Data for review:

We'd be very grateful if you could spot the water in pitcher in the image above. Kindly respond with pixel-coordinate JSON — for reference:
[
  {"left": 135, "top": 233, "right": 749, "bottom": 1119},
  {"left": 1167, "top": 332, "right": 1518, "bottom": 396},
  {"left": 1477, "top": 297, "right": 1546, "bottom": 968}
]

What is required:
Repeat the data precisely, reproducing every entry.

Output for this task:
We'd be very grateful if you could spot the water in pitcher in the image above. Kindly respond with pixel-coordinate JSON — for reference:
[
  {"left": 135, "top": 233, "right": 749, "bottom": 1119},
  {"left": 1167, "top": 332, "right": 1518, "bottom": 396},
  {"left": 1477, "top": 297, "right": 1546, "bottom": 968}
]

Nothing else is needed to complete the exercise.